* GIVEN PASSAGE *
=== Begin Enclosure ===

When the Virginia General Assembly approved its fiscal year 2020 budget last month, it included $2.3 million for a STEM-focused interactive science center extension of the Science Museum of Virginia — a pivotal milestone for the project since plans were developed in 2017.
The center is developed in partnership with the Children’s Science Center in Fairfax, Virginia. The approved budget is to initiate its detailed design on a donated portion of the 424-acre Kincora property in Dulles, Virginia., which is managed by NA Dulles Real Estate Investor, LLC.
The center is slated to be 10 times the size of the current Children’s Science Center facility at Fair Oaks Mall and is estimated to serve 300,000 guests of all ages annually. Plus, it’ll have the benefit of leveraging the resources and expertise available from the museum’s longstanding experience in STEM at its Richmond and Danville locations in Virginia.
Short-term, it’s estimated the new science center will contribute $121 million in economic benefits and $9 million annually, but this wasn’t a lone project. The new center has garnered support at the local, regional and state levels, and elected officials were crucial in securing funding.
“This partnership is a result of leaders from across the state who stepped up to make this dream a reality and found a smart solution to fill a major gap in our region,” said Nene Spivy, executive director for the Children’s Science Center.

=== End Enclosure ===

* SOURCE DATA *
=== Begin Enclosure ===

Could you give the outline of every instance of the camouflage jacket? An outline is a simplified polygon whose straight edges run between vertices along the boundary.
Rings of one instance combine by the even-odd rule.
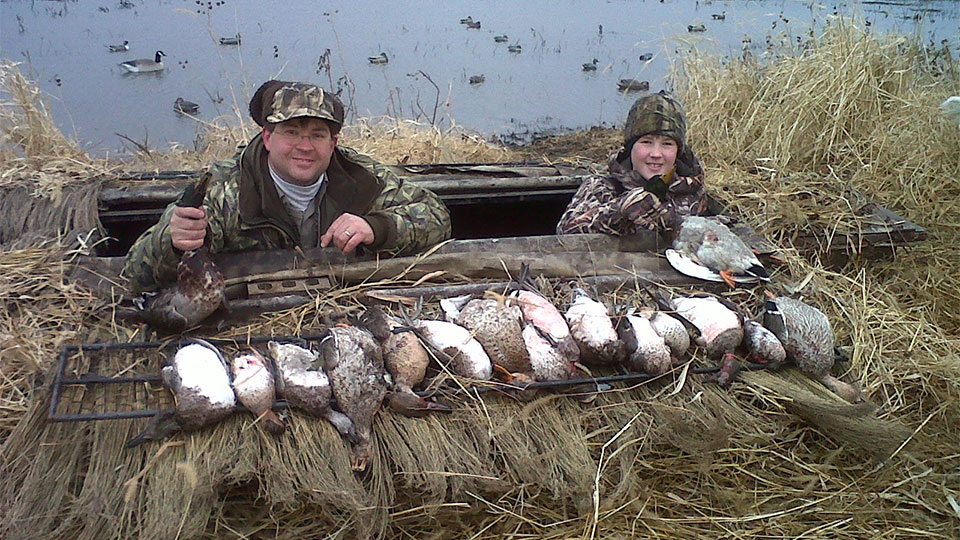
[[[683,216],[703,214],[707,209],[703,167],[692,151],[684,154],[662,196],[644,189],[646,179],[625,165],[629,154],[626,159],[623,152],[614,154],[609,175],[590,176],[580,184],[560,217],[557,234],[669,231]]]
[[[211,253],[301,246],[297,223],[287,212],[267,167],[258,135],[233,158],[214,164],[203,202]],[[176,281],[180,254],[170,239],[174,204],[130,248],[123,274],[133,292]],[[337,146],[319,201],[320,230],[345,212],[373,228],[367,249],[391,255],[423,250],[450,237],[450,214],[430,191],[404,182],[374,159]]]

=== End Enclosure ===

* EXERCISES *
**A)** Answer these questions using the science center passage, marking each answer (i), (ii), or (iii):
(i) How much money did the fiscal year 2020 budget include for the center?
(ii) How many guests is the center estimated to serve each year?
(iii) Who is the executive director of the Children's Science Center?
**B)** Reproduce the science center passage between "The center is slated" and "in securing funding.", inclusive, swapping "guests" for "visitors".
**C)** Please extend the science center passage, picking up right after its last sentence.

* PER-TASK OUTPUTS *
**A)**
(i) $2.3 million
(ii) 300,000
(iii) Nene Spivy

**B)**
The center is slated to be 10 times the size of the current Children’s Science Center facility at Fair Oaks Mall and is estimated to serve 300,000 visitors of all ages annually. Plus, it’ll have the benefit of leveraging the resources and expertise available from the museum’s longstanding experience in STEM at its Richmond and Danville locations in Virginia.
Short-term, it’s estimated the new science center will contribute $121 million in economic benefits and $9 million annually, but this wasn’t a lone project. The new center has garnered support at the local, regional and state levels, and elected officials were crucial in securing funding.

**C)**
The cost of the center is projected at over $70 million, with public partners supporting two-thirds of the funding and the remaining secured through private donations.
Virginia Sen. Janet Howell sponsored the regional science center, and Delegate David Reid, who represents the 32nd district that will be home to the science center, supported the project and its opportunity for economic impact.
And following a unanimous vote, Loudoun County Board of Supervisors said it will contribute $15 million to the public-private partnership project.
Additional support comes from the Northern Virginia Regional Commission, the Northern Virginia Technology Council, Visit Fairfax and Visit Loudoun, and the Northern Virginia, Alexandria, Dulles, Loudoun, McLean, Prince William and Reston Chambers.
Grants were also provided from the Fairfax Education Foundation and Claude Moore Charitable Foundation, as were donations from donor families, which helped develop the master plan in 2017. The design plans are led by Roto, an international museum design firm, and include discovering science, space colonization and the fusion of technology with the arts.
The next phase of the project commissions architects and engineers for designs of the facilities and exhibits, and later plans will explore a new name and brand identity for the Northern Virginia’s regional science center. Broad community input will remain a part of the project going forward.